CHALLENGE
Please give the part of the material that opens with the line containing "Mark every instance of the motorcycle" and closes with the line containing "pixel 50 54" again, switching "thickest" to "widest" and leaving everything else unchanged.

====

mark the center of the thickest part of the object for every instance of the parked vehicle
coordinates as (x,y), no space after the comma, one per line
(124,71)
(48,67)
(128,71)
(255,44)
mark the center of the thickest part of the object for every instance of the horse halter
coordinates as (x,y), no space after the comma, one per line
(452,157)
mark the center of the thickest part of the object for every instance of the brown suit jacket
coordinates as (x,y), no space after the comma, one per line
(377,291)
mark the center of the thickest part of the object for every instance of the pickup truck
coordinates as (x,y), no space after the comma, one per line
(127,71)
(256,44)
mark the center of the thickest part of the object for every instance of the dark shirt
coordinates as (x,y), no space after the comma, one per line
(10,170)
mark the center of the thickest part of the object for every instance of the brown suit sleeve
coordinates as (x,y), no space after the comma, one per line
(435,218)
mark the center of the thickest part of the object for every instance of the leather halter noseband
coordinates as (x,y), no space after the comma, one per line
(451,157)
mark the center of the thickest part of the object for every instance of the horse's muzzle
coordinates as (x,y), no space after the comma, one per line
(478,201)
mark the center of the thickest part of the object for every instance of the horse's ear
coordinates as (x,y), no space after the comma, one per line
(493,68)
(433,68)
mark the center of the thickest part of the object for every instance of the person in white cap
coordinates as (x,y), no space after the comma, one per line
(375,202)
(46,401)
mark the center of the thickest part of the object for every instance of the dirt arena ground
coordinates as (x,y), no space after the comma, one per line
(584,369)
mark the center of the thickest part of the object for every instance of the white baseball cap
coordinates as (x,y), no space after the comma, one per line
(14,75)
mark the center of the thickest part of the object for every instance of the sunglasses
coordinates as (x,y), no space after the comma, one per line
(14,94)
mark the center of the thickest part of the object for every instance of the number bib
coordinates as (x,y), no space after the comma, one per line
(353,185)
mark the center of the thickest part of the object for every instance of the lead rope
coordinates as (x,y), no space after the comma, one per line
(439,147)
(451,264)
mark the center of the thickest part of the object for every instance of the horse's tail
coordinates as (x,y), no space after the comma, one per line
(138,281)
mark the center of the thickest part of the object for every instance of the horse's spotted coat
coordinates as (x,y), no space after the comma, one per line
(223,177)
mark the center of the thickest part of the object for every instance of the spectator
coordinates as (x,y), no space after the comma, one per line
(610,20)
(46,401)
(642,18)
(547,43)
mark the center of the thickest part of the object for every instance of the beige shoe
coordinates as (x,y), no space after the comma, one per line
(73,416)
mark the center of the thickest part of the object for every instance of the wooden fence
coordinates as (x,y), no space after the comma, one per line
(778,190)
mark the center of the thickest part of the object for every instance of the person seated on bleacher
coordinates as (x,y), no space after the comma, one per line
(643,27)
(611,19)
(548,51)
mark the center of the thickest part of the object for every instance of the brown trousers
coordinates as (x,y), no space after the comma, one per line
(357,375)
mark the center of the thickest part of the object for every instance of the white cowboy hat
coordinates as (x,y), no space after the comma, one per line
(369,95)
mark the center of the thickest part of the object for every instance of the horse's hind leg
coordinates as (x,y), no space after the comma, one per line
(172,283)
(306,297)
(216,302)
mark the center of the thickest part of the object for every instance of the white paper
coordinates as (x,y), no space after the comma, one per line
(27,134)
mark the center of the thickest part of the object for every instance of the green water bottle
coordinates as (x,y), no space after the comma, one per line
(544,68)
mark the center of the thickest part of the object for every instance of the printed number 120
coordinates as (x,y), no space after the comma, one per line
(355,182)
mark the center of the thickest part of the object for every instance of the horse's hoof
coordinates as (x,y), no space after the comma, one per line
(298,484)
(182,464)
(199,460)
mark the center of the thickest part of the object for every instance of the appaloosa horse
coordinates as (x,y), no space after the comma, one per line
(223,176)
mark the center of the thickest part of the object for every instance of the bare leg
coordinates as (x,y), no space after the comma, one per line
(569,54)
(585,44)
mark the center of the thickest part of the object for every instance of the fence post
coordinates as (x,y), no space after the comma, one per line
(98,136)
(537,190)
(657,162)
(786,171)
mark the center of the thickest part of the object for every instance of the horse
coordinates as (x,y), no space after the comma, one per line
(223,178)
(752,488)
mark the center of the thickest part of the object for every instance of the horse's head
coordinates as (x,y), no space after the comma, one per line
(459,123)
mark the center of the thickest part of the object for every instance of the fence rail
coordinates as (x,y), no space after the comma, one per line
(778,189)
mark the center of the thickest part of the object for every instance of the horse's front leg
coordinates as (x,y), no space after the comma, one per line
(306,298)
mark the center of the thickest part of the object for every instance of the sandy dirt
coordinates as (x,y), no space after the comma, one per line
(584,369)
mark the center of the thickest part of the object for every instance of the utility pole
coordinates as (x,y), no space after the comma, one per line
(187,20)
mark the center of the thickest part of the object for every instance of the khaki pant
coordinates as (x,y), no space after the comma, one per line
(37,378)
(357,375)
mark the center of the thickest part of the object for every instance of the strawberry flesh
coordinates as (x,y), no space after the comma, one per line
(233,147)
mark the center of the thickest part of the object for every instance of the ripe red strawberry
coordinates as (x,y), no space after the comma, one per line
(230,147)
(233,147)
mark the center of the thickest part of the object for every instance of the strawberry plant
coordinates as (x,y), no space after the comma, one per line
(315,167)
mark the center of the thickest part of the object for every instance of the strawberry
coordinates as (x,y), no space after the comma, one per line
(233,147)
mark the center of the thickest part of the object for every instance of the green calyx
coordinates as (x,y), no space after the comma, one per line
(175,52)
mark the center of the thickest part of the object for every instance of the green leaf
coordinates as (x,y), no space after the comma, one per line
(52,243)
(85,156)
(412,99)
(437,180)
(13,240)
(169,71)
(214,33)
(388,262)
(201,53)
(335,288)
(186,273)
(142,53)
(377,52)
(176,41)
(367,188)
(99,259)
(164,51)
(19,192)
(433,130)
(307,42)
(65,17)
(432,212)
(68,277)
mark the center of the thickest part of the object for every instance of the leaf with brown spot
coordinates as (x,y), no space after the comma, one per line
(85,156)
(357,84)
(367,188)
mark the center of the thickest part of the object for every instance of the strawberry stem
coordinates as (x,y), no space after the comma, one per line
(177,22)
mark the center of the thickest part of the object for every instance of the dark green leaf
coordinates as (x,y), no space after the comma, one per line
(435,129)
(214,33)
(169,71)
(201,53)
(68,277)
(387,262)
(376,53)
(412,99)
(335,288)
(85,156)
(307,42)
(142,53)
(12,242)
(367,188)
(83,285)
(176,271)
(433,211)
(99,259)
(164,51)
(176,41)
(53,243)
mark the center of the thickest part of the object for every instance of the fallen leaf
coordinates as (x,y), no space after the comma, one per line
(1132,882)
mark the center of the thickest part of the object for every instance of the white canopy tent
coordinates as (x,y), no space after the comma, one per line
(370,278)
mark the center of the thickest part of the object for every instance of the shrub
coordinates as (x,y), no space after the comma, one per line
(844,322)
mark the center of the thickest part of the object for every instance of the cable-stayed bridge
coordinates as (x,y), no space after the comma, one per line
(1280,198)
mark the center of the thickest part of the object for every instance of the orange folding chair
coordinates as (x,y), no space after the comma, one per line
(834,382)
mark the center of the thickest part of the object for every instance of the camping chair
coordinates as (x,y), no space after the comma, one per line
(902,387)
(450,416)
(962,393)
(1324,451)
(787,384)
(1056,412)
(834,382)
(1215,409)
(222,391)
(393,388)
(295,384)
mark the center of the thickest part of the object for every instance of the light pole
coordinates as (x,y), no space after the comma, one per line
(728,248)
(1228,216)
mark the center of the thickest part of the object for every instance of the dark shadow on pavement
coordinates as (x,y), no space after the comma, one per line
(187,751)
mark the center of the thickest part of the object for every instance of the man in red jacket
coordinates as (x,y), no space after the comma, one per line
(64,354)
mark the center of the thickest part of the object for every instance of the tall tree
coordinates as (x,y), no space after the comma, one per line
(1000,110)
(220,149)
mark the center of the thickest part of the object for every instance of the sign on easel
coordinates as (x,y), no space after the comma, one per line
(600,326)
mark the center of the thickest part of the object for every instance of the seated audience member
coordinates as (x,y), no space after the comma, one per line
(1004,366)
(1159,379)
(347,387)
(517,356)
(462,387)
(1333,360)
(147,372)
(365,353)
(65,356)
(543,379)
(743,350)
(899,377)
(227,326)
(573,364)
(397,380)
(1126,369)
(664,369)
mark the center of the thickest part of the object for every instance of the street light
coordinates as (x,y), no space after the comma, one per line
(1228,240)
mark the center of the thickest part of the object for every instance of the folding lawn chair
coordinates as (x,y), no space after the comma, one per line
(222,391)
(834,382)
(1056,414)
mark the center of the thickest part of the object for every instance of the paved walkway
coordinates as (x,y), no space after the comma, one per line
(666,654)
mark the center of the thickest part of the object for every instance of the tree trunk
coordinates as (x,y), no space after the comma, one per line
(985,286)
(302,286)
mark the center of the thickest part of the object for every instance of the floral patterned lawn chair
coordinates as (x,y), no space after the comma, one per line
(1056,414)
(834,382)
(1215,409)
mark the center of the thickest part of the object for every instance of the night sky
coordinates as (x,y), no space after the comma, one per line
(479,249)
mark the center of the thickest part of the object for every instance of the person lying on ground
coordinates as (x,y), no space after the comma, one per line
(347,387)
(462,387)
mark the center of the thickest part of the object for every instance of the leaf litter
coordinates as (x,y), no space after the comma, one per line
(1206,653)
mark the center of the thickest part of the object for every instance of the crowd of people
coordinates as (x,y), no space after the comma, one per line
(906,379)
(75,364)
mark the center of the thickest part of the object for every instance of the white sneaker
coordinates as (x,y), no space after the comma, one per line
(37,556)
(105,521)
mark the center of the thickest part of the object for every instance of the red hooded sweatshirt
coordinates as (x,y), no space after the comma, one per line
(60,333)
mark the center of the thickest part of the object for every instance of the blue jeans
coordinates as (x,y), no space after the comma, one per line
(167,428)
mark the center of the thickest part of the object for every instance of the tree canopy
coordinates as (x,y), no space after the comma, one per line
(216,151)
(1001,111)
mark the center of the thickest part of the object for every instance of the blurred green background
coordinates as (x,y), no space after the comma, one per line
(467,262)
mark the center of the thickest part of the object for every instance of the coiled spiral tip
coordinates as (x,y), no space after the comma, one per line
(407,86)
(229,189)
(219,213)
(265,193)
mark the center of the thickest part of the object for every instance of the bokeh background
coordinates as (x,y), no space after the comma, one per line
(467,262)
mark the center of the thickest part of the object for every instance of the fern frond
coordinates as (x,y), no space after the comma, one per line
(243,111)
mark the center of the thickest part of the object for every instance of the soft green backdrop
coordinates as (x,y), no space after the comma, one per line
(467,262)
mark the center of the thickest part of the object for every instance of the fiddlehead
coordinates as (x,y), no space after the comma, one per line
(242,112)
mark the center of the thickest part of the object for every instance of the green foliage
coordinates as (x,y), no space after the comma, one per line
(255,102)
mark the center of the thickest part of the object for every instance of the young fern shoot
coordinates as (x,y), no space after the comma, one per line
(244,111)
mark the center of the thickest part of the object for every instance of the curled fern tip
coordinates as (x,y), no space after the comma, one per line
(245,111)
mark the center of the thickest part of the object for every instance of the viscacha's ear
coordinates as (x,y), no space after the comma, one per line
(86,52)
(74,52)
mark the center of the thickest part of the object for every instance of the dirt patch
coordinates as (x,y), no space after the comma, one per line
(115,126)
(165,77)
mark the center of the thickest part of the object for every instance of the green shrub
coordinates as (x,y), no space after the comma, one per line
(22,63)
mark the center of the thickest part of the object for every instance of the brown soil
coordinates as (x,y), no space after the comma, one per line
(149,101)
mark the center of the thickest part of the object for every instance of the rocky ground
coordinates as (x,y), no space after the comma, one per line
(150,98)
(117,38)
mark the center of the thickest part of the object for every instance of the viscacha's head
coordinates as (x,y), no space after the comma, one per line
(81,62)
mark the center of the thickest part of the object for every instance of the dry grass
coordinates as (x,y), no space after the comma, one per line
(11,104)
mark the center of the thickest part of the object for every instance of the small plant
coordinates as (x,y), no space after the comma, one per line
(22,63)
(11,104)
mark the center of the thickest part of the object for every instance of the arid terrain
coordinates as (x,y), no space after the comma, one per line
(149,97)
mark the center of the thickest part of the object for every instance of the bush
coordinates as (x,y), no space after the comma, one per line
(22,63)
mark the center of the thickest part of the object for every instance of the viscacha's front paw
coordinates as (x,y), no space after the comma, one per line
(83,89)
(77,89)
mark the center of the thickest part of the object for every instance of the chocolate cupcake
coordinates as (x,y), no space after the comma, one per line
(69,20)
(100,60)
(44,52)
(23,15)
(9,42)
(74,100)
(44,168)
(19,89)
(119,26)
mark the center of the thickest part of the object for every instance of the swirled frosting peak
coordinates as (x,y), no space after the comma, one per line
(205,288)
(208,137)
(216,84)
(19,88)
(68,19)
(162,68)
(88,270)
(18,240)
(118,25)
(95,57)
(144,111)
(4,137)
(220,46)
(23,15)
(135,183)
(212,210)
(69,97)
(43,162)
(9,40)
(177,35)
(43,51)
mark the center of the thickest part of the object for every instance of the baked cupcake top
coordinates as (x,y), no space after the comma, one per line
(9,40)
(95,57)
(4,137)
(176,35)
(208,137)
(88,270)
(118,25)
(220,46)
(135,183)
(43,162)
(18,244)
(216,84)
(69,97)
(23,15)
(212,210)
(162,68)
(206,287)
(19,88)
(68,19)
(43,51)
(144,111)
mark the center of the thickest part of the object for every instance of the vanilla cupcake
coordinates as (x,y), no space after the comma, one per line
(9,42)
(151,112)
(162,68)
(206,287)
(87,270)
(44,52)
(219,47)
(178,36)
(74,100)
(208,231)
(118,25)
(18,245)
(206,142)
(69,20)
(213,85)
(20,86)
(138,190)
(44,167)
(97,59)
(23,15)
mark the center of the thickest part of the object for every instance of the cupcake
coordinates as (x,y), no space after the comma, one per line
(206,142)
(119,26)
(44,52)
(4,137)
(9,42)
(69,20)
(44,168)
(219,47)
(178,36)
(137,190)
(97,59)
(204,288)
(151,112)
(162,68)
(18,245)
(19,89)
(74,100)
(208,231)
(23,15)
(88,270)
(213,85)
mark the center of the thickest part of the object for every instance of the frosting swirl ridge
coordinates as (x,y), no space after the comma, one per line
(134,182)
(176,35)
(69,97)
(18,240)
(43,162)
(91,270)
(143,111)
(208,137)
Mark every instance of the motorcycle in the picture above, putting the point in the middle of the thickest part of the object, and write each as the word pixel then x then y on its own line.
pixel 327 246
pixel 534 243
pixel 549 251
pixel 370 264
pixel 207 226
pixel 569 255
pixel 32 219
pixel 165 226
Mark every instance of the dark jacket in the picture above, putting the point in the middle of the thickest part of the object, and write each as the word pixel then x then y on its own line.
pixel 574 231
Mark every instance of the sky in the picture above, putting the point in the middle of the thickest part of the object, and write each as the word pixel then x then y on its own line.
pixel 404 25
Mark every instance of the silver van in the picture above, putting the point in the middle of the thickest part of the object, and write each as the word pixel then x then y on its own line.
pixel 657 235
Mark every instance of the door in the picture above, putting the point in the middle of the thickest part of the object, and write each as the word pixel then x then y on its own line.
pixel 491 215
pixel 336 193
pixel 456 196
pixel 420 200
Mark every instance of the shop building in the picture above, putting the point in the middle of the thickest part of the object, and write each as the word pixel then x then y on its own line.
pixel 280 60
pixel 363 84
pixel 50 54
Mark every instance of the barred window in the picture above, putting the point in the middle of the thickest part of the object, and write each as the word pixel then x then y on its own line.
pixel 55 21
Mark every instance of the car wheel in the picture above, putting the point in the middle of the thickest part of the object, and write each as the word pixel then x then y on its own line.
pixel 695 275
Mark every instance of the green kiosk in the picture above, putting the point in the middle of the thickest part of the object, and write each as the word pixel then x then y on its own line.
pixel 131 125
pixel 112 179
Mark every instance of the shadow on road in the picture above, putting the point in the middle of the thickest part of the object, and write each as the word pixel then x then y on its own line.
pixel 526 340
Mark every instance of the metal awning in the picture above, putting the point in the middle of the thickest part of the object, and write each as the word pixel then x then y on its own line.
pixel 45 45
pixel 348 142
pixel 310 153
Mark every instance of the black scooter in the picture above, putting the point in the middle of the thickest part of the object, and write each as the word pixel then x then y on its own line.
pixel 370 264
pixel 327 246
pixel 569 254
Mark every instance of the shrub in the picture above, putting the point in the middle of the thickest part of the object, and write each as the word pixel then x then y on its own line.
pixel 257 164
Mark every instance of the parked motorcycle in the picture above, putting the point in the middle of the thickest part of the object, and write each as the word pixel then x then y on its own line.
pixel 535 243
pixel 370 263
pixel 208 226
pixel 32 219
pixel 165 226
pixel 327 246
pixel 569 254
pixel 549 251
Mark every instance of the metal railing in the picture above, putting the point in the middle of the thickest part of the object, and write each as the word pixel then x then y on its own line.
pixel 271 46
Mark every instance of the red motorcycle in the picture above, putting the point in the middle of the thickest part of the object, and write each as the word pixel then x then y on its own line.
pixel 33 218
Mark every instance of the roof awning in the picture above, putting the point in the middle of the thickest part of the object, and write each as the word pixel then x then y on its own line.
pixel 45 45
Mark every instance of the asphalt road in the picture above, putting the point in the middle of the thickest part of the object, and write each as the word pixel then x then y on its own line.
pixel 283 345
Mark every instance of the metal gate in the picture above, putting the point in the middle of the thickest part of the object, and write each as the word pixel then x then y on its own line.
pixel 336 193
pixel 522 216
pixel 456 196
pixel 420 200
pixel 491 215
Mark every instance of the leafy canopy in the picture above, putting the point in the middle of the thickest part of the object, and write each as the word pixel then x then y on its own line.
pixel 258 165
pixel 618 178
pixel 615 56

====

ANSWER
Mark every instance of the motorcycle in the picture above, putting the point in the middle of the widest part of the object, and write each as the word pixel then x then y on its own line.
pixel 327 246
pixel 534 243
pixel 549 251
pixel 370 264
pixel 207 226
pixel 569 255
pixel 32 219
pixel 165 226
Mark every instance of the dark jacket in the picture above, putting the point in the middle of the widest part of the object, and write each as the word pixel then x then y on its own line.
pixel 574 231
Mark every instance of the sky in the picture above, putting the point in the middle of the widest part of the object, and write each as the word pixel then x then y on its own line.
pixel 404 25
Mark every instance of the silver van in the picture above, putting the point in the middle of the widest part of the object, and write each as the word pixel then x then y on its own line.
pixel 657 235
Mark every instance of the door in the picture above, putting the point in the middle of the widest part of the object, and write each as the word pixel then x then y on its own line.
pixel 491 215
pixel 336 193
pixel 456 196
pixel 420 200
Mark every instance of the shop building in the picture above, putting the point in the middle of the widest part of the object, and write each as the word pixel then x then y on its own line.
pixel 280 60
pixel 363 84
pixel 50 54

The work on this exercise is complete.